## Fragmento seleccionado
◇ ◇ ◇ ◇ ◇ ◇ ◇

La Unión Soviética surgió en 1922 prometiendo un futuro brillante para la humanidad, pero terminó siete décadas después en un fracaso tan masivo que los países occidentales tuvieron que enviar ayuda humanitaria de emergencia. Al intentar recrearlo, el régimen de Vladimir Putin está condenando a Rusia a un destino similar.

Sergei Lavrov
El ministro de Relaciones Exteriores de Rusia, Sergei Lavrov (izq.), y el secretario de Estado de Estados Unidos, Marco Rubio, conversan mientras esperan la conferencia de prensa conjunta del presidente de Estados Unidos, Donald Trump, y el presidente ruso, Vladimir Putin, después de participar en una cumbre entre Estados Unidos y Rusia sobre Ucrania en la Base Conjunta Elmendorf-Richardson en Anchorage, Alaska, el 15 de agosto de 2025. | AFP

Muchos se quedaron boquiabiertos cuando el ministro de Asuntos Exteriores ruso, Sergei Lavrov, aterrizó en Anchorage, Alaska, para la cumbre entre Trump y Putin, luciendo una camiseta con las letras CCCP -el acrónimo cirílico de la Unión Soviética-. Obviamente, no fue algo al pasar. ¿Pero cuál es el mensaje que quería transmitir Lavrov?

◇ ◇ ◇ ◇ ◇ ◇ ◇

## Entradas guardadas
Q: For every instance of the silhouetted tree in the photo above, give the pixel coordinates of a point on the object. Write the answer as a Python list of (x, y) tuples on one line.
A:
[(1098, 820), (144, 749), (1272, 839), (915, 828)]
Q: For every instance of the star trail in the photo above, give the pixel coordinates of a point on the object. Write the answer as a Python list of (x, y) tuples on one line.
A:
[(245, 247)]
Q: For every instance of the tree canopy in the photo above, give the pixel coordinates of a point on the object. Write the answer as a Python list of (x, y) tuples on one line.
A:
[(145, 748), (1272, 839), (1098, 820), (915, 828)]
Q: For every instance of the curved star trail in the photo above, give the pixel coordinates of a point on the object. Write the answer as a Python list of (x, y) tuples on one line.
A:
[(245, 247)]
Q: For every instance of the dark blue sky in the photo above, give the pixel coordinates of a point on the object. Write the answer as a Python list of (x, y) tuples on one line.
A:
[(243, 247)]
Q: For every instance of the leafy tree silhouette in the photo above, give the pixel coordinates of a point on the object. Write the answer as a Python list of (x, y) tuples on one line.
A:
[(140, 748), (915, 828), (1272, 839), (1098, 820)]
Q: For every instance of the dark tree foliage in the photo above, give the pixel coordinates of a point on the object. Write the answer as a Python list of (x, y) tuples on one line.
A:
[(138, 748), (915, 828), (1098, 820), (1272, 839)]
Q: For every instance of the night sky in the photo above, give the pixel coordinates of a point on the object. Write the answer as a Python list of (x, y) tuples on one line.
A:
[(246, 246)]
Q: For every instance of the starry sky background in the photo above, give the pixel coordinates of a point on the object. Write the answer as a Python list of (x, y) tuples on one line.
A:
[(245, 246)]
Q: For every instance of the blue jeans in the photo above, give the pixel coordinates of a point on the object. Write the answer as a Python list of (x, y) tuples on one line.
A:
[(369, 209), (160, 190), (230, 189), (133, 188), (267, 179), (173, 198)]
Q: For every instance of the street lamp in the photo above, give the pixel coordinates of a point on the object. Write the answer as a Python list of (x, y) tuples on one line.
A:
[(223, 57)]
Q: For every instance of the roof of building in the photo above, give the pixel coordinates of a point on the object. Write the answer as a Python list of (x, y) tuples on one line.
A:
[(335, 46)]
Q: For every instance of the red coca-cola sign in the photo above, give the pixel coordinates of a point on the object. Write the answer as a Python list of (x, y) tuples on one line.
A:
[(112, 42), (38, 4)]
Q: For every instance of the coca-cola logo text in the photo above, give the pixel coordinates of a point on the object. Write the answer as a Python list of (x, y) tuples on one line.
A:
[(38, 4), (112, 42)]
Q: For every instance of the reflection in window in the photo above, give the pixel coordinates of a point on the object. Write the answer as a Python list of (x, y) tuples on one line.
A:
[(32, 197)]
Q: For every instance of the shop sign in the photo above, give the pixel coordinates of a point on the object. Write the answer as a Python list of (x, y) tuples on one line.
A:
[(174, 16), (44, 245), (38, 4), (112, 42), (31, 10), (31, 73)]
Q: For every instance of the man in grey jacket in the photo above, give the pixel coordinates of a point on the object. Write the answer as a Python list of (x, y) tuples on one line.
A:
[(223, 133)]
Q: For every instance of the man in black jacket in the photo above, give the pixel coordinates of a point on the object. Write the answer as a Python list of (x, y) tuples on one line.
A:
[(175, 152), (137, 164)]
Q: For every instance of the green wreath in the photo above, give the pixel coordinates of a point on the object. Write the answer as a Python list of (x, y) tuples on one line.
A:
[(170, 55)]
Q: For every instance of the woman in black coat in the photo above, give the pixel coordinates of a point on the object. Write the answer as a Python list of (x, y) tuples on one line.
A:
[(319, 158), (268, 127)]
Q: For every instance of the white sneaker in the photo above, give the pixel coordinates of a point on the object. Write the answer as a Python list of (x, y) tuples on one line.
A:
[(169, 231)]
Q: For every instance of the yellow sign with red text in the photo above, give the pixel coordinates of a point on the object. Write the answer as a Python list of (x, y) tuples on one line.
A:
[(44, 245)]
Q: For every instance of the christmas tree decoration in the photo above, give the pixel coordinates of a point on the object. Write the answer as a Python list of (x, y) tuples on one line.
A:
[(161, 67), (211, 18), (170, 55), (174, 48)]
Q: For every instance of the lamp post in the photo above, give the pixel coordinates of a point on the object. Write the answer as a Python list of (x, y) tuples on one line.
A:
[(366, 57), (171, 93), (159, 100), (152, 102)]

◇ ◇ ◇ ◇ ◇ ◇ ◇

## Problema breve 1
Pasa al inglés esta oración del fragmento seleccionado: "La Unión Soviética surgió en 1922 prometiendo un futuro brillante para la humanidad, pero terminó siete décadas después en un fracaso tan masivo que los países occidentales tuvieron que enviar ayuda humanitaria de emergencia."
## Problema breve 2
Resume en dos oraciones el párrafo del fragmento seleccionado que comienza con "Muchos se quedaron boquiabiertos", sin perder sus datos principales.

## Respuesta escrita 1
The Soviet Union emerged in 1922 promising a bright future for humanity, but it ended seven decades later in a failure so massive that Western countries had to send emergency humanitarian aid.

## Respuesta escrita 2
El canciller ruso Sergei Lavrov llegó a Anchorage, Alaska, para la cumbre entre Trump y Putin con una camiseta que decía CCCP, el acrónimo cirílico de la Unión Soviética, y sorprendió a muchos. No fue un gesto casual, y el párrafo se pregunta qué mensaje quería transmitir.